La sélection naturelle peut alors être vue comme une influence du macro sur le micro. On parle alors de causalité descendante (downward causation)

Une influence circulaire entre le micro et le macro

Finalement, même si le niveau macroscopique est réductible aux propriétés microscopiques en théorie, il dispose de ses propres lois. Chacun des deux niveaux peut influencer l'autre dans une interaction circulaire :
  • Le niveau des constituants produit du hasard pour explorer les possibles et apporter de la diversité au niveau de la population globale. Parfois, certaines configurations microscopiques modifient le résultat global
    • dans le cas où le nombre de constituants est trop faible pour que les statistiques "gomment" les influences individuelles
    • ou lorsque du chaos permet de propager ces influences individuelles bien au-delà des seuils statistiques habituels
  • Le niveau macro "sélectionne" certains éléments parmi les constituants ou certaines configurations en fonction des contraintes de l'environnement. Pour Paul Antoine Miquel, "la manière dont le tout évolue risque de venir modifier les caractéristiques propres des éléments qui la composent". Il existe deux sorte de constituants qui peuvent ainsi gagner un avantage de survie :
    • les constituants individuelles suivant la sélection naturelle darwinienne telle qu'elle est comprise
    • les combinaisons de constituants dans le cas par exemple de la symbiose qui donne un avantage de survie à cet ensemble. On retrouve ces phénomènes de regroupement à un niveau intermédiaire dans les automates cellulaires de dimensions supérieures à deux.

● ● ●

## CONSIGNE A
Dans l'extrait sur les niveaux micro et macro, quel nom donne-t-on à l'influence du macro sur le micro ?

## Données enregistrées
● ● ●

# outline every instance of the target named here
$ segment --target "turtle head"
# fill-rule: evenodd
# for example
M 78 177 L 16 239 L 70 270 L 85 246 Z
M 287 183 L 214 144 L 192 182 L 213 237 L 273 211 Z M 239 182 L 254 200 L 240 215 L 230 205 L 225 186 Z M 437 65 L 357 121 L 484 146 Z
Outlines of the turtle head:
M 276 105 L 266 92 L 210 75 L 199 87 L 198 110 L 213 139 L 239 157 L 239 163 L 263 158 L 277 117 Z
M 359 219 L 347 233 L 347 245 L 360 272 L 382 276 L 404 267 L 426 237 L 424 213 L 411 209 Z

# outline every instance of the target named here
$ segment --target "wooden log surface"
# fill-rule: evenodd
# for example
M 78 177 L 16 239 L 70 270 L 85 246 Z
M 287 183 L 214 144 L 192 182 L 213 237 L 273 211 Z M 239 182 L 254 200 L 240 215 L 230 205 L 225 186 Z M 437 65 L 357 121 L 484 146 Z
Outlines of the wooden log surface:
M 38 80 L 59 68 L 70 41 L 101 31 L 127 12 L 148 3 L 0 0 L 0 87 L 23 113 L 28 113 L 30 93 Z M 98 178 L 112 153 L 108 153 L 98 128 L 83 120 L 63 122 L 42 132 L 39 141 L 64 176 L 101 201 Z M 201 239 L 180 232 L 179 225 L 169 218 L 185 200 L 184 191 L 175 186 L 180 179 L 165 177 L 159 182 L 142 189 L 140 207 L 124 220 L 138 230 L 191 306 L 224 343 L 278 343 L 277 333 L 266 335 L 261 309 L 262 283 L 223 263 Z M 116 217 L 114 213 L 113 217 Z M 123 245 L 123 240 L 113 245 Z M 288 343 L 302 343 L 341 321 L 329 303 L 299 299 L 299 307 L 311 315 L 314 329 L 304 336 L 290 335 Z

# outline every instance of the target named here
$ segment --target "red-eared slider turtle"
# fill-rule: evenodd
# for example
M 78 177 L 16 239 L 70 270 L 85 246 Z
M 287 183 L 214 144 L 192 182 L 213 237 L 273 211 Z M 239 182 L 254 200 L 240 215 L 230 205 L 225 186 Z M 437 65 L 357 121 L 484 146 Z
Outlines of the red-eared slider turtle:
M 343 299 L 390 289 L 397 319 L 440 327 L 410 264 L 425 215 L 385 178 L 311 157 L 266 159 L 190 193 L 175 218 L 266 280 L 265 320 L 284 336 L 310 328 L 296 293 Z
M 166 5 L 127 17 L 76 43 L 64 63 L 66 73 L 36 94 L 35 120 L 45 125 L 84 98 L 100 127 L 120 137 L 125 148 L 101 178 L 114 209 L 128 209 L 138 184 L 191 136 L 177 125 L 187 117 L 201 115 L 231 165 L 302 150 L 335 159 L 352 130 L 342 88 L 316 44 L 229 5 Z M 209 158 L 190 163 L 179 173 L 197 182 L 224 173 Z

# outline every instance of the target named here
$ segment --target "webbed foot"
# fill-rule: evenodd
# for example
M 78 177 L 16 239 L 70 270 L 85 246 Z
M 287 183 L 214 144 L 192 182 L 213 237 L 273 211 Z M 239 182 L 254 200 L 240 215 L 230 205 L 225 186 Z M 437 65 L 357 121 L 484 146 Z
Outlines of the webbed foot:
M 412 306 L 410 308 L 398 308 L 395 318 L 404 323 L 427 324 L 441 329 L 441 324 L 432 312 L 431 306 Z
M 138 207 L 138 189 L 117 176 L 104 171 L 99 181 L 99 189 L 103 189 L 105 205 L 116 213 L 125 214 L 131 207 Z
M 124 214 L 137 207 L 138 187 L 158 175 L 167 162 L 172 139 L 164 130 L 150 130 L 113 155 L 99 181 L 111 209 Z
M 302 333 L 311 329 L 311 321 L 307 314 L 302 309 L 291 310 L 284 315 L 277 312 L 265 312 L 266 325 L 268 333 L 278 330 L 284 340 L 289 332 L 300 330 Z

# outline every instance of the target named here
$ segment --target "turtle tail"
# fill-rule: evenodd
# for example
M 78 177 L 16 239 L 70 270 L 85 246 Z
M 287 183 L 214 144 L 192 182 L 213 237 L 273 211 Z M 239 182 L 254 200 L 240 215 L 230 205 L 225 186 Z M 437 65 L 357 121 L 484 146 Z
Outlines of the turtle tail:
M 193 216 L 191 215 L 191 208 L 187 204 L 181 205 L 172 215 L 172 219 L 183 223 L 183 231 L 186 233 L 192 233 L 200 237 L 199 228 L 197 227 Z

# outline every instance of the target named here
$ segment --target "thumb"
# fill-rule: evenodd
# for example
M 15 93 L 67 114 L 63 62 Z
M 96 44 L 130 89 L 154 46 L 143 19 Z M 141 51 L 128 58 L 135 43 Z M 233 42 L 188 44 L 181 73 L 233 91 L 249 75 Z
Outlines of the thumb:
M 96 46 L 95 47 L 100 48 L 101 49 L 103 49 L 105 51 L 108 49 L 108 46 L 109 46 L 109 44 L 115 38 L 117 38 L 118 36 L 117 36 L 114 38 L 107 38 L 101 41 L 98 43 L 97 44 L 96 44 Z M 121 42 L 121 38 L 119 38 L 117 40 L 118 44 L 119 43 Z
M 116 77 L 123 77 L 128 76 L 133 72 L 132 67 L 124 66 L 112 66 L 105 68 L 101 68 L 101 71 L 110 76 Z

● ● ●

## CONSIGNE B
Recopiez le passage des entrées qui va de leur début jusqu'à la ligne contenant « M 359 219 L » incluse, en remplaçant « turtle head » par « tortoise head ». Ne modifiez rien d'autre.

## RÉPONSE A
On parle de causalité descendante (downward causation).

## RÉPONSE B
# outline every instance of the target named here
$ segment --target "tortoise head"
# fill-rule: evenodd
# for example
M 78 177 L 16 239 L 70 270 L 85 246 Z
M 287 183 L 214 144 L 192 182 L 213 237 L 273 211 Z M 239 182 L 254 200 L 240 215 L 230 205 L 225 186 Z M 437 65 L 357 121 L 484 146 Z
Outlines of the tortoise head:
M 276 105 L 266 92 L 210 75 L 199 87 L 198 110 L 213 139 L 239 157 L 239 163 L 263 158 L 277 117 Z
M 359 219 L 347 233 L 347 245 L 360 272 L 382 276 L 404 267 L 426 237 L 424 213 L 411 209 Z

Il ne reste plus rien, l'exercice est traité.